Provided records ->

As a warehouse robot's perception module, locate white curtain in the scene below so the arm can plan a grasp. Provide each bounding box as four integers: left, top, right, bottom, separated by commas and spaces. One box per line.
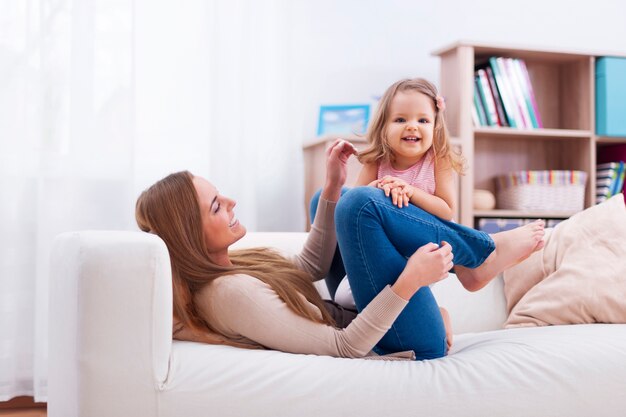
0, 0, 305, 401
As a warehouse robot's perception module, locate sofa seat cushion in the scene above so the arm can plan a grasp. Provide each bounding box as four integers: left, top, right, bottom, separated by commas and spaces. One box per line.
159, 324, 626, 417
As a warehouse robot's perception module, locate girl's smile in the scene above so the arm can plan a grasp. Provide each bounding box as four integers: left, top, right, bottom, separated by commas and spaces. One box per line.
386, 90, 435, 170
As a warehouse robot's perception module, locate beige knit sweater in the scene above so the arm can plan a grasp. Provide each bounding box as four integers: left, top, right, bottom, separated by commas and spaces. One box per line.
194, 200, 407, 358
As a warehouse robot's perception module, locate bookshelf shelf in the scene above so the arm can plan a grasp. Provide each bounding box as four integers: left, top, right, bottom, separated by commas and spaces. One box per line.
474, 210, 576, 219
433, 41, 626, 227
474, 126, 593, 139
596, 136, 626, 145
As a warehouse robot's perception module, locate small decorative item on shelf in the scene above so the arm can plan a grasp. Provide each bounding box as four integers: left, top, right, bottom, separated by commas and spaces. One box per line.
496, 171, 587, 212
474, 189, 496, 210
317, 104, 370, 136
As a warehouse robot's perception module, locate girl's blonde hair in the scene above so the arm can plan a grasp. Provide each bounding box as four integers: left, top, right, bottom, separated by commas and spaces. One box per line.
359, 78, 465, 174
135, 171, 335, 347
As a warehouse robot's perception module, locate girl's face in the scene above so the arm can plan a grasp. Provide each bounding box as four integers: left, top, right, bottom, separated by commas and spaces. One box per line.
385, 90, 435, 170
193, 177, 246, 259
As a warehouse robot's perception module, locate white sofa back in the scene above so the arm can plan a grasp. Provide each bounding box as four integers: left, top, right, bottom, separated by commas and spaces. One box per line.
48, 231, 505, 417
48, 231, 172, 417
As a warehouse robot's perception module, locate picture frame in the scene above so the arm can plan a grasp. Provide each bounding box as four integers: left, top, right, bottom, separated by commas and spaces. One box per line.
317, 104, 370, 136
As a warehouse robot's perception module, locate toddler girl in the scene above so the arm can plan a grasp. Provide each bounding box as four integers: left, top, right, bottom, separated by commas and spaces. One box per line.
348, 78, 544, 344
356, 78, 464, 220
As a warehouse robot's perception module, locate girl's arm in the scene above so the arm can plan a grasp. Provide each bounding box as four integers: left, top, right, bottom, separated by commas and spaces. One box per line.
409, 162, 455, 220
354, 163, 378, 187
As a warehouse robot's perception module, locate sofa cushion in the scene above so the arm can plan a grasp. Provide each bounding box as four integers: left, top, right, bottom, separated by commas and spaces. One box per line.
159, 324, 626, 417
504, 194, 626, 327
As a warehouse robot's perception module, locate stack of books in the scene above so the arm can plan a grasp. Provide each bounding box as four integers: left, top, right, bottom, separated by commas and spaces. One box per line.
596, 161, 626, 204
472, 57, 543, 129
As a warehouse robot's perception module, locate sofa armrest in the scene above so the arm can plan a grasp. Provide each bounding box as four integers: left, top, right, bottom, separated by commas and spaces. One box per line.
48, 231, 172, 417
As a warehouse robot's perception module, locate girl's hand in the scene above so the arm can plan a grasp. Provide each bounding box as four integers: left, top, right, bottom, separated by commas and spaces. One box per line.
377, 175, 415, 208
322, 139, 357, 201
391, 242, 454, 300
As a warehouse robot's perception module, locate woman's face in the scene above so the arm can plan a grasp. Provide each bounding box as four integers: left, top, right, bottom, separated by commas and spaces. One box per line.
193, 177, 246, 257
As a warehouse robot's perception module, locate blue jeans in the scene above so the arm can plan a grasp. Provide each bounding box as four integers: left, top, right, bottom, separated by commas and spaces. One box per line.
309, 187, 350, 300
335, 187, 495, 359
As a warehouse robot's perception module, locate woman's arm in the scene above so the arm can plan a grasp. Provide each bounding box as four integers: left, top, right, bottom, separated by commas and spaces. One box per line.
320, 139, 357, 202
195, 275, 407, 358
291, 139, 357, 280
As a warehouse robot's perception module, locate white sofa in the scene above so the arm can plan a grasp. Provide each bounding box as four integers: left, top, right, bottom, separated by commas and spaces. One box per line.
48, 232, 626, 417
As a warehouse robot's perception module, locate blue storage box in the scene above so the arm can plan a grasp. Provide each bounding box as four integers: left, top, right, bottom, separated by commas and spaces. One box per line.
596, 57, 626, 137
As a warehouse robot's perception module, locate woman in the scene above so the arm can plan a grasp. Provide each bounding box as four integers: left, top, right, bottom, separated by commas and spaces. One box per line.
136, 140, 540, 359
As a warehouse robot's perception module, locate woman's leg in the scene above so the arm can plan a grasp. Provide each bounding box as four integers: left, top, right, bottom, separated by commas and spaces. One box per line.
309, 187, 349, 300
335, 187, 495, 359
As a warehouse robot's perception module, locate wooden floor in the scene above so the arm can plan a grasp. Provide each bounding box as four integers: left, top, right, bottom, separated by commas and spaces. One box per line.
0, 397, 47, 417
0, 408, 46, 417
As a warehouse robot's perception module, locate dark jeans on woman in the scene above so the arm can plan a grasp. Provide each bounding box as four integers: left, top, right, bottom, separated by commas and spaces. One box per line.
308, 187, 495, 359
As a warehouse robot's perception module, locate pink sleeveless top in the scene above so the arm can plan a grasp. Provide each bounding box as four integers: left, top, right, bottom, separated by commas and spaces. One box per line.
378, 149, 435, 194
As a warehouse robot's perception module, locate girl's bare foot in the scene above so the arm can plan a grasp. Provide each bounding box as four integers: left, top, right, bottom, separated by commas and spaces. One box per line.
454, 220, 545, 291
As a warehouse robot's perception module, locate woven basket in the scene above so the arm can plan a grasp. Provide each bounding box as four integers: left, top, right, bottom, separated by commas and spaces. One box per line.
496, 171, 587, 212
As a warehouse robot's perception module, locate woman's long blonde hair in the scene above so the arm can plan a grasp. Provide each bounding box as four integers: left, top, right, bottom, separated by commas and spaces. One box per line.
359, 78, 465, 174
135, 171, 335, 346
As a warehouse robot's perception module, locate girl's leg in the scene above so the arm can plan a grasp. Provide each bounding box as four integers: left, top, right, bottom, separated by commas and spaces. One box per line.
309, 187, 349, 300
335, 187, 495, 359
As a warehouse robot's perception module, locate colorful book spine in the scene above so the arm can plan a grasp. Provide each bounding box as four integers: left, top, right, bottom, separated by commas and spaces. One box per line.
474, 80, 488, 126
502, 58, 533, 129
485, 65, 510, 127
476, 69, 498, 126
596, 162, 623, 203
519, 59, 543, 128
511, 59, 539, 129
611, 161, 624, 196
489, 57, 521, 128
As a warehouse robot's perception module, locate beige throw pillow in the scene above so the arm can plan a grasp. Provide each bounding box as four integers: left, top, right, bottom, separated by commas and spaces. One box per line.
504, 194, 626, 328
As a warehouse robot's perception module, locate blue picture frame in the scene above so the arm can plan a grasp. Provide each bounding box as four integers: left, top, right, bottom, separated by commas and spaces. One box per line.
317, 104, 370, 136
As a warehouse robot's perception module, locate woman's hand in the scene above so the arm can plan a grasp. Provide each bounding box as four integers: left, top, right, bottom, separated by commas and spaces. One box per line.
321, 139, 357, 201
376, 175, 415, 208
391, 242, 454, 300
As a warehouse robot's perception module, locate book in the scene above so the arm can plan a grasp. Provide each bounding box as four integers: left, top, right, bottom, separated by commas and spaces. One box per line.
511, 59, 539, 129
474, 78, 489, 126
472, 101, 481, 127
489, 56, 520, 128
502, 58, 533, 129
519, 59, 543, 128
485, 65, 510, 127
609, 161, 624, 196
476, 69, 498, 126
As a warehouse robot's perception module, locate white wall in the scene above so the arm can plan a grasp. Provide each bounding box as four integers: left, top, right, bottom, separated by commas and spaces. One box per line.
293, 0, 626, 140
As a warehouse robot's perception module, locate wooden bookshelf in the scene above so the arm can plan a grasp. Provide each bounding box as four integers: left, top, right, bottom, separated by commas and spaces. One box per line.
433, 42, 626, 227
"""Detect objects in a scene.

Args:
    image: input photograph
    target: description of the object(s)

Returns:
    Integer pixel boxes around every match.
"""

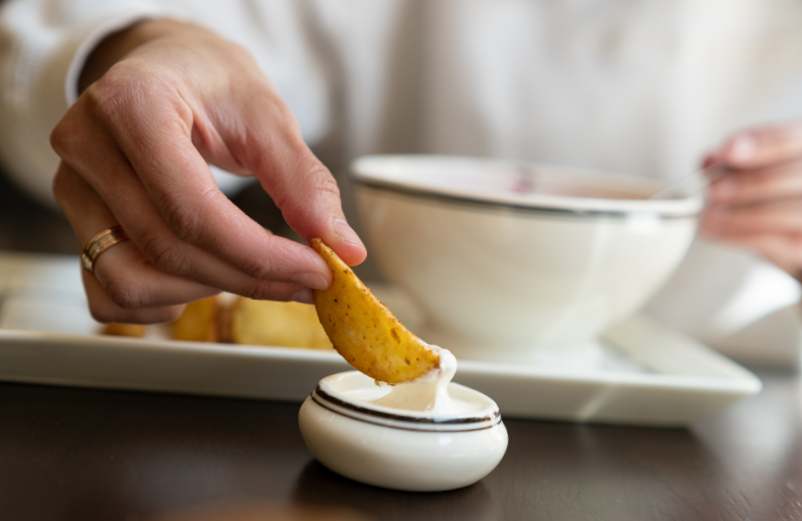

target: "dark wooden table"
[0,173,802,521]
[0,375,802,521]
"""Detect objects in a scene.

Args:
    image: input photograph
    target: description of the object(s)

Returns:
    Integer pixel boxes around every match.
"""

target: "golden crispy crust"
[311,239,440,384]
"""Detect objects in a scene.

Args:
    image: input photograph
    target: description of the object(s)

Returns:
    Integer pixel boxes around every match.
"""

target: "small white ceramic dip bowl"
[298,371,507,491]
[352,155,702,354]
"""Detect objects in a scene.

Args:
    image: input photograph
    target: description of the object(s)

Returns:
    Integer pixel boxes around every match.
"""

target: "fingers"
[700,200,802,238]
[51,108,310,302]
[81,270,184,324]
[234,94,367,265]
[54,164,217,322]
[84,78,330,289]
[708,161,802,205]
[703,123,802,169]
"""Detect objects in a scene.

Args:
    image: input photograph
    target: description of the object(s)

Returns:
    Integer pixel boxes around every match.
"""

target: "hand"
[51,20,366,322]
[701,121,802,278]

Aim ->
Format the records from their start through the line containing "135, 171, 335, 347", including that line, as a JSON list of strings with one string per line. Skip blank lines and leave the pictures out.

Task result ->
[
  "As a warehouse robot's perception module, locate white curtain in the scene below so the arm can plan a grasp. Provide each bounding box as four integers: left, top, right, bottom, separated by commas and spaces. One box per line.",
  "0, 0, 305, 401",
  "As a warehouse robot's perception module, locate sofa seat cushion in the scene above so the arm can plan a grasp. Provide each bounding box as four integers: left, top, right, bottom, separated by commas and spaces. One box per line.",
  "159, 324, 626, 417",
  "As a warehouse robot's perception module, locate girl's smile in the scene above so the arm can plan a grasp. Provide each bounding box as four integers: left, top, right, bottom, separated by commas and spaces. One box per line.",
  "386, 90, 435, 170",
  "As a warehouse robot's perception module, locate beige knit sweater in the scene above so the arm can plan a grasp. Provide each bounding box as four integers: left, top, right, bottom, separated by commas and spaces. One box per line.",
  "194, 200, 407, 358",
  "As a warehouse robot's perception module, locate bookshelf shelf in the scene above so the arm can plan a grasp. Provide each bounding box as four integers: left, top, right, bottom, separated by commas and spaces. One box per line.",
  "474, 210, 576, 219",
  "433, 41, 626, 227",
  "474, 126, 593, 139",
  "596, 136, 626, 145",
  "As a warehouse robot's perception module, locate small decorative item on shelf in the scene above so the arm can plan a grasp. Provide each bounding box as four integers: left, top, right, bottom, separated by commas and spaces. One box per line.",
  "496, 171, 587, 212",
  "474, 189, 496, 210",
  "317, 104, 370, 136",
  "As a warehouse robot's perception module, locate girl's blonde hair in the scene above so the arm can plan a grasp. Provide each bounding box as four integers: left, top, right, bottom, separated by commas and spaces. One box per line.",
  "359, 78, 465, 174",
  "135, 171, 335, 347"
]